→ **Set exercise A**
Copy out every line of the listing below that contains the string "tile". Matches are case-sensitive.

→ **Excerpted passage**
□ □ □
Reading your well reasoned post set into stark contrast my own take on the XP system, namely that to me it's just a bit of fun.

/M


----------



## LightPhoenix

weem said:
			
		

> Though, I just noticed you have the XP system disabled and I'm not sure if it notifies you in that way still. It might though.




It doesn't, if your not a Supporter (need to get on that... ugh, money).



Maggan said:


> Reading your well reasoned post set into stark contrast my own take on the XP system, namely that to me it's just a bit of fun.




No, no fun!  When I've conquered ENW from the future, XP is now the first thing to go!  MWAHAHAHAHA... hem.  Sorry.

Sorry, I let the engineer in me take control.  Believe me, I hate statistics too.  However, anyone that's going to invoke numbers (for or against, sorry weem) needs to be made aware of what really qualifies for claims like elitism or volume or rate or what not.

To actually answer the original question - I turned it off initially because I thought it was a bad idea.  If I recall correctly, XP was introduced right around the time there were a bunch of people spamming for Post Count.  So I was already against tracking posts pretty strongly.  I _still_ don't believe it's worthwhile to track Post Count _or_ XP; I've seen many, many situations (unfortunately from both sides of the coin) where such systems lead to elitism and snobbery against newer members.  However, as per usual, the ENW community never ceases to surprise in how much it _isn't_ like other communities as much as it is.  So really the only reason I have it off right now is that I haven't turned it back on.


----------



## Morrus

LightPhoenix said:


> It doesn't, if your not a Supporter (need to get on that... ugh, money).




Nothing to do with being a supporter.  It doesn't if you've disabled rep.


----------



## Jdvn1

This is getting silly.

And I like silly.
□ □ □
→ **Set exercise B**
Reproduce the forum thread about the XP system above in full, word for word.

→ **Stored rows**
□ □ □
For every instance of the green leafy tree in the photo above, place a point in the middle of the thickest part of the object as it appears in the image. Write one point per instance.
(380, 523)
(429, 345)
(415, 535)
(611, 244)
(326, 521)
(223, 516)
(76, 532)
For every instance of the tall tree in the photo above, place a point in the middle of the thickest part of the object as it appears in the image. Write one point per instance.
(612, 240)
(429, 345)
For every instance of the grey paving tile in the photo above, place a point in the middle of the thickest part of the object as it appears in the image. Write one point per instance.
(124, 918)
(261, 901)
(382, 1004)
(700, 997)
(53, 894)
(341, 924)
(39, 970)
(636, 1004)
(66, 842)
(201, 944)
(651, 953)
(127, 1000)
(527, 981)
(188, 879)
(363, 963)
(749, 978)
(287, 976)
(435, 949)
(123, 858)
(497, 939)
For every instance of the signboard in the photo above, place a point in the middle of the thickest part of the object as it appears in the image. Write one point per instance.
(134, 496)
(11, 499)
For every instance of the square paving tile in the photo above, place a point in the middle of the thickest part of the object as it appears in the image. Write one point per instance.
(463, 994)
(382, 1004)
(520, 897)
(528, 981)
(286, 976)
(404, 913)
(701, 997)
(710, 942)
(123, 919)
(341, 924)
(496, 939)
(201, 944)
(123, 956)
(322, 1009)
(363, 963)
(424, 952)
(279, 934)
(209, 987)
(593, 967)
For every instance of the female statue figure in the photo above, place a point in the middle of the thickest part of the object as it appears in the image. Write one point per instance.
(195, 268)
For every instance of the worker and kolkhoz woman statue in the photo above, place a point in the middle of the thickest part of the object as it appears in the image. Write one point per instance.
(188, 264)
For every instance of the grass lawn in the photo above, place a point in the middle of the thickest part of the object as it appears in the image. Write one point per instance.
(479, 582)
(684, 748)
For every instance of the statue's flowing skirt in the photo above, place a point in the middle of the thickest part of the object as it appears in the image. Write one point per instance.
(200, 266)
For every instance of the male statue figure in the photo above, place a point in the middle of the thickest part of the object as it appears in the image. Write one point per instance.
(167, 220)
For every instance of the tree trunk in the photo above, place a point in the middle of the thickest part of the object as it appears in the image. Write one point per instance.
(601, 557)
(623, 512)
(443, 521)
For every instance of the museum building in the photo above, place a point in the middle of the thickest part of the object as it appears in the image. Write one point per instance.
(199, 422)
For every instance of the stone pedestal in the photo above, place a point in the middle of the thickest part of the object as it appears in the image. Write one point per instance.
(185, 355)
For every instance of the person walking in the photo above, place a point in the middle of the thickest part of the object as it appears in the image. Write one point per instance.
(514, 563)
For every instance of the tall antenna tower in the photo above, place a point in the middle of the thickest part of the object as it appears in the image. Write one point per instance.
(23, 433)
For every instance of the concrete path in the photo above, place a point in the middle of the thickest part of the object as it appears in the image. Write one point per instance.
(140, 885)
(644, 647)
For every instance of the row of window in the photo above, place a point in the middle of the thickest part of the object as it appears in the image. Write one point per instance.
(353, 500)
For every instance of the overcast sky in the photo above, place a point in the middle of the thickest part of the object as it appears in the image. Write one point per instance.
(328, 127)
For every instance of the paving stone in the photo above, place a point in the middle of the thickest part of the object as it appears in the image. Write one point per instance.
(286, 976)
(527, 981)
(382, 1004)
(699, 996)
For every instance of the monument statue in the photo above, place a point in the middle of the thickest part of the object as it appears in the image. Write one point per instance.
□ □ □
→ **Answer A**
For every instance of the grey paving tile in the photo above, place a point in the middle of the thickest part of the object as it appears in the image. Write one point per instance.
For every instance of the square paving tile in the photo above, place a point in the middle of the thickest part of the object as it appears in the image. Write one point per instance.

→ **Answer B**
Reading your well reasoned post set into stark contrast my own take on the XP system, namely that to me it's just a bit of fun.

/M


----------



## LightPhoenix

weem said:
			
		

> Though, I just noticed you have the XP system disabled and I'm not sure if it notifies you in that way still. It might though.




It doesn't, if your not a Supporter (need to get on that... ugh, money).



Maggan said:


> Reading your well reasoned post set into stark contrast my own take on the XP system, namely that to me it's just a bit of fun.




No, no fun!  When I've conquered ENW from the future, XP is now the first thing to go!  MWAHAHAHAHA... hem.  Sorry.

Sorry, I let the engineer in me take control.  Believe me, I hate statistics too.  However, anyone that's going to invoke numbers (for or against, sorry weem) needs to be made aware of what really qualifies for claims like elitism or volume or rate or what not.

To actually answer the original question - I turned it off initially because I thought it was a bad idea.  If I recall correctly, XP was introduced right around the time there were a bunch of people spamming for Post Count.  So I was already against tracking posts pretty strongly.  I _still_ don't believe it's worthwhile to track Post Count _or_ XP; I've seen many, many situations (unfortunately from both sides of the coin) where such systems lead to elitism and snobbery against newer members.  However, as per usual, the ENW community never ceases to surprise in how much it _isn't_ like other communities as much as it is.  So really the only reason I have it off right now is that I haven't turned it back on.


----------



## Morrus

LightPhoenix said:


> It doesn't, if your not a Supporter (need to get on that... ugh, money).




Nothing to do with being a supporter.  It doesn't if you've disabled rep.


----------



## Jdvn1

This is getting silly.

And I like silly.